▶ **WHAT YOU ARE ASKED TO DO**
Every line from the one containing "Target: dark trousers" to the one containing "Target: white hard hat" in the records below, both included, must be set down exactly, and no other line.

▶ **PROVIDED INFORMATION**
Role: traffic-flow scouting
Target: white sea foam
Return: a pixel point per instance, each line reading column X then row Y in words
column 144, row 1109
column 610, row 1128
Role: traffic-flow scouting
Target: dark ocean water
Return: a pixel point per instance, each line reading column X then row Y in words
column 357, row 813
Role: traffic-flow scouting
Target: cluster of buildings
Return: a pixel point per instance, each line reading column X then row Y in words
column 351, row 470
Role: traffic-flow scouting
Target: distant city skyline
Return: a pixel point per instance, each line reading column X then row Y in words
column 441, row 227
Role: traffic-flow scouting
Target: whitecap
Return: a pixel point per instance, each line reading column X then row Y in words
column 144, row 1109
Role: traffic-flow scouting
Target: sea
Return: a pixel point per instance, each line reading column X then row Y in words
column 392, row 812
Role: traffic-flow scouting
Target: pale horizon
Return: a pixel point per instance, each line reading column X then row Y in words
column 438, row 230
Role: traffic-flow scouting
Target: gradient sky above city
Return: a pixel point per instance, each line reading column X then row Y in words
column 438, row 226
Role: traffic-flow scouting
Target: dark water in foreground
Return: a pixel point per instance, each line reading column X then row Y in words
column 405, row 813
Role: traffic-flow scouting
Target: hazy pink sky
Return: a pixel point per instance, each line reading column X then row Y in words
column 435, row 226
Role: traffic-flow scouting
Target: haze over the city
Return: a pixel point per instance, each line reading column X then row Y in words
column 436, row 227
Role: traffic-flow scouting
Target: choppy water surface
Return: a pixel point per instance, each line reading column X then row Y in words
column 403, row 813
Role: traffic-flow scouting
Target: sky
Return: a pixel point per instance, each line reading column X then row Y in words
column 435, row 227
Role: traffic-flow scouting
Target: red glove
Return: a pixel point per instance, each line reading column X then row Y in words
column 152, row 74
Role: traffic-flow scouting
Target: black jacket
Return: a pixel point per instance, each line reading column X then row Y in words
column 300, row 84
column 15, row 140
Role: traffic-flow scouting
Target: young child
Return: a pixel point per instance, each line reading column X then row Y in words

...

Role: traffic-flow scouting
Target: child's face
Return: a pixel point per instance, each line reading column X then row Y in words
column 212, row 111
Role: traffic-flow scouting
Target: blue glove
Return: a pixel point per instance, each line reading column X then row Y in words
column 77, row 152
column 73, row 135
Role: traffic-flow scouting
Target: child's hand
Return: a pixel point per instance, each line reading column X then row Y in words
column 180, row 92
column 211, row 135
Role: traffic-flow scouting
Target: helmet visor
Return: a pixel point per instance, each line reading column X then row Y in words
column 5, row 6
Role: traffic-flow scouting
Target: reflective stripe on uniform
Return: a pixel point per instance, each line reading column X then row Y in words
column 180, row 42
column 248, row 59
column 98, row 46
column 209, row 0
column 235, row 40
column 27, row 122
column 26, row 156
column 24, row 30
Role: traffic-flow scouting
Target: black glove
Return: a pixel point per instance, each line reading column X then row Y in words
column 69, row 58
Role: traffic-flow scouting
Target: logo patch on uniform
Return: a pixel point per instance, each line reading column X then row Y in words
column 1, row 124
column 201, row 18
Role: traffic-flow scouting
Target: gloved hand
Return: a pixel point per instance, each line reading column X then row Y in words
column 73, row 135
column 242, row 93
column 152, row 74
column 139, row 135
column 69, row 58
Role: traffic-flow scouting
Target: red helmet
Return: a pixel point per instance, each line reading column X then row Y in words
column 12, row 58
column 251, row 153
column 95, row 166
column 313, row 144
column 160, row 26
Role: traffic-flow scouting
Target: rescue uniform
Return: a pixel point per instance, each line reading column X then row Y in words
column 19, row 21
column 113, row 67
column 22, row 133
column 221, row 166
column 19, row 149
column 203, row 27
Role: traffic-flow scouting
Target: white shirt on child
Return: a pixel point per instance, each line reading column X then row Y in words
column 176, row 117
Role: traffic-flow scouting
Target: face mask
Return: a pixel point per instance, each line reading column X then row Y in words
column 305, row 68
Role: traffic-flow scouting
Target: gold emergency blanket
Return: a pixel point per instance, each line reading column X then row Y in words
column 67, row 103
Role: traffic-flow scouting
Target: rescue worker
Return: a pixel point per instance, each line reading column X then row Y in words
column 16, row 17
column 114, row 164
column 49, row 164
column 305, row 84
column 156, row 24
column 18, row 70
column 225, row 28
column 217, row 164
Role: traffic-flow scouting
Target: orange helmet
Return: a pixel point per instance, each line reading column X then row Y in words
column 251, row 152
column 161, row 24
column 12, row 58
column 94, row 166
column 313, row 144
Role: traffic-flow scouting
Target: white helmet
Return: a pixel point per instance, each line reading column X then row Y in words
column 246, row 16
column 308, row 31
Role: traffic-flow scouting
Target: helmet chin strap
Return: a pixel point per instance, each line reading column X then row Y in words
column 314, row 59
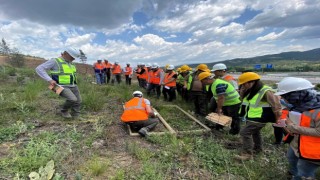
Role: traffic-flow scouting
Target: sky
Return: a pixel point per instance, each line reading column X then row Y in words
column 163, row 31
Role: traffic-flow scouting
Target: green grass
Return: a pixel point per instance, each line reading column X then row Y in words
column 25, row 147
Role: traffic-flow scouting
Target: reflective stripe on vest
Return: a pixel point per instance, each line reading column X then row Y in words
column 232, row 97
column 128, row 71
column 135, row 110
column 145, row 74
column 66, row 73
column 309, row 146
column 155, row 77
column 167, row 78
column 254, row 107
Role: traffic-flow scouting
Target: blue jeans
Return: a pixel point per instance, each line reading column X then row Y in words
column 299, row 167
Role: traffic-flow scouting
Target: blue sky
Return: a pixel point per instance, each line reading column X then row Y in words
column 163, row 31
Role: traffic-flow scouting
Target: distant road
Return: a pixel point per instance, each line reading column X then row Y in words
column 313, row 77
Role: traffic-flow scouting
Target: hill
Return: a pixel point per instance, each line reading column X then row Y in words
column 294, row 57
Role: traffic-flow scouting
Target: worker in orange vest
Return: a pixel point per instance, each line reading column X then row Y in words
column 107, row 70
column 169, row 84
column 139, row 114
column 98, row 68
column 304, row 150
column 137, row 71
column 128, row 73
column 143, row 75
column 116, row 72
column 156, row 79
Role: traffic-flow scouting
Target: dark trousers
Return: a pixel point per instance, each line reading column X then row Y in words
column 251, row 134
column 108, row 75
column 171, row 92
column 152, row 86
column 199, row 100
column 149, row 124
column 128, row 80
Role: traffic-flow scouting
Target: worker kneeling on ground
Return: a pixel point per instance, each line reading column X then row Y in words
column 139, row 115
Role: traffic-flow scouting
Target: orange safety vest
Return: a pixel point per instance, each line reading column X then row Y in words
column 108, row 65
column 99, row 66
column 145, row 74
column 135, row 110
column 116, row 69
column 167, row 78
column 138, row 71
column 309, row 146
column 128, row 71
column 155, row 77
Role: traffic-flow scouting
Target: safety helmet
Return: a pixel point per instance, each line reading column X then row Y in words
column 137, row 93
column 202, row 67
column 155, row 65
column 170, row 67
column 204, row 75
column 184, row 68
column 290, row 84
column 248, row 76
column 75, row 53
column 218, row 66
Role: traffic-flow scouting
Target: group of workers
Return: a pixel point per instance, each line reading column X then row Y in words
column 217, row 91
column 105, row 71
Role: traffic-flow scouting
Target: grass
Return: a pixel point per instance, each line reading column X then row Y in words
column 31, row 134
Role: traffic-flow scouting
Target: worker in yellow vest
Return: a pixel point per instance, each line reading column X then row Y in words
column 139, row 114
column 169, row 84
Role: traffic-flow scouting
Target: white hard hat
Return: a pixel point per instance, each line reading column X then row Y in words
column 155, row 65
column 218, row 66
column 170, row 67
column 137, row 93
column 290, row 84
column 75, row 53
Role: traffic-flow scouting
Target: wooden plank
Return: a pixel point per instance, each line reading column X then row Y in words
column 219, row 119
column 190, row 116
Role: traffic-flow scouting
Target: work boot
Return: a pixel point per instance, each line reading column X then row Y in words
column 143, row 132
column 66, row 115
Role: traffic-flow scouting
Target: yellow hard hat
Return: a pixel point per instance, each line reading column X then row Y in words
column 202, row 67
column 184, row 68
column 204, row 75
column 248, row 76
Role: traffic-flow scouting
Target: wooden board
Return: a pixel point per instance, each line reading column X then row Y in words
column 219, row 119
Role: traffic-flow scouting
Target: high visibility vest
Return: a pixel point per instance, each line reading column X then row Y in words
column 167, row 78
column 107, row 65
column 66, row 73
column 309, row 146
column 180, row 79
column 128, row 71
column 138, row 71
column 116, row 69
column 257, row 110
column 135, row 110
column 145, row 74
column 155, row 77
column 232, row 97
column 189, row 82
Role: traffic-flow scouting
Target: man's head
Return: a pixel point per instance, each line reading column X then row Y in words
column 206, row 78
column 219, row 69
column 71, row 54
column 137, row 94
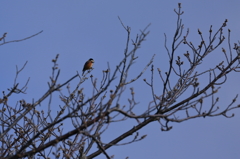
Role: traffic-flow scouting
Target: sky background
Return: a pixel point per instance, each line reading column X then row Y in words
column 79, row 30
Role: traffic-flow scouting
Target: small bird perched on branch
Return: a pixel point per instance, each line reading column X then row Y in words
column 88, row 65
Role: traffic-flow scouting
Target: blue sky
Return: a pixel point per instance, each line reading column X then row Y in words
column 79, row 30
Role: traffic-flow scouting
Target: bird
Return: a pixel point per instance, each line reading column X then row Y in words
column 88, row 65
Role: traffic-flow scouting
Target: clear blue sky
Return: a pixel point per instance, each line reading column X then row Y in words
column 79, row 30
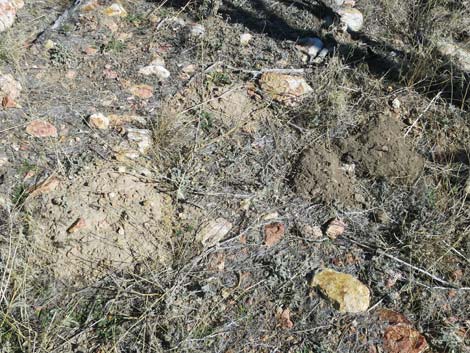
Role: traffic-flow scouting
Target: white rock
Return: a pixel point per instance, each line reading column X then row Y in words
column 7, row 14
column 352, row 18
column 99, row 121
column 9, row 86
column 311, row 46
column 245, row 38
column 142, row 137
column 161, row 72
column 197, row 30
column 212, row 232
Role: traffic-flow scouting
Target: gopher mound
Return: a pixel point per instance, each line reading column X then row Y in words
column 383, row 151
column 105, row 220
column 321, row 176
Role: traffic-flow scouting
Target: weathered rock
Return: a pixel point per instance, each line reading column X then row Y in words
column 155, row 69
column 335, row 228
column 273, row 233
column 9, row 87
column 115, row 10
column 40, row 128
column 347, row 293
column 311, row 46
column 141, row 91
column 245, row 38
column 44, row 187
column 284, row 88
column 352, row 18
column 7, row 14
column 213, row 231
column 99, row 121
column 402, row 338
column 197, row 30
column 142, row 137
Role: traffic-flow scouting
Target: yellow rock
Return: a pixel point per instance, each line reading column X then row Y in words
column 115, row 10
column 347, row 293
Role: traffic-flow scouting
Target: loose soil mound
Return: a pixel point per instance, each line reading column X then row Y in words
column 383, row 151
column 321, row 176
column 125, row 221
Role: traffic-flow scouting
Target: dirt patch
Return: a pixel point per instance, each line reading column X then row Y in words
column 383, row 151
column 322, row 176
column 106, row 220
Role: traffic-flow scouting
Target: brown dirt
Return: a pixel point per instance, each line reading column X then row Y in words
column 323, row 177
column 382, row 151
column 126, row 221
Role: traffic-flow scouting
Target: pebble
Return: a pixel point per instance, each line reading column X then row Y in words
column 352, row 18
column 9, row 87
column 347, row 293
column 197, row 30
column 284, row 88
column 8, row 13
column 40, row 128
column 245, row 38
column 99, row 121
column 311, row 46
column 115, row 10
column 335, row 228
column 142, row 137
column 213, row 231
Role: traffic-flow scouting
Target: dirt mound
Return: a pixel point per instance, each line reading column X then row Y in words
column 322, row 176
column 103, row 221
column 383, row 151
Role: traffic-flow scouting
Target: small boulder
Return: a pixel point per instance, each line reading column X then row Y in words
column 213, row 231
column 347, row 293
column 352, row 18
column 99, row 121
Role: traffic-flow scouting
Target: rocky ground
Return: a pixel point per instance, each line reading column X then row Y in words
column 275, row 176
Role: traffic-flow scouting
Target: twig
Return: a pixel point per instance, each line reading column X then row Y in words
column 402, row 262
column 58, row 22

▶ **ANSWER TO THE PROBLEM**
Target: dark trousers
Return: a pixel point per instance, each line reading column X then row Y in words
column 251, row 134
column 108, row 75
column 171, row 92
column 152, row 86
column 199, row 100
column 149, row 124
column 128, row 80
Role: traffic-flow scouting
Target: worker kneeling on ground
Return: a pixel point per instance, each line reading column X then row Y in words
column 139, row 115
Role: traffic-flow scouting
Target: orange safety vest
Return: a pixel point per instance, each line reading column X then row Y in words
column 108, row 65
column 99, row 66
column 145, row 74
column 135, row 110
column 116, row 69
column 167, row 78
column 138, row 71
column 309, row 146
column 128, row 71
column 155, row 77
Role: traffic-flow scouting
Target: safety helmet
Return: a pixel point per instance, each line reading column X then row Y in words
column 137, row 93
column 202, row 67
column 155, row 65
column 170, row 67
column 204, row 75
column 184, row 68
column 290, row 84
column 248, row 76
column 75, row 53
column 218, row 66
Role: traffic-flow scouting
Target: group of workers
Return: a pixel point per instance, each line reading column X then row Y in words
column 217, row 91
column 105, row 71
Role: traffic-flow scouting
Target: grass
Return: a pixel point per instance, each line reading column X then row Y in words
column 31, row 134
Role: traffic-flow scouting
Target: worker in yellow vest
Return: a pixel point per instance, each line reading column X then row Y in words
column 139, row 114
column 169, row 84
Role: traffic-flow scouting
Target: white hard hat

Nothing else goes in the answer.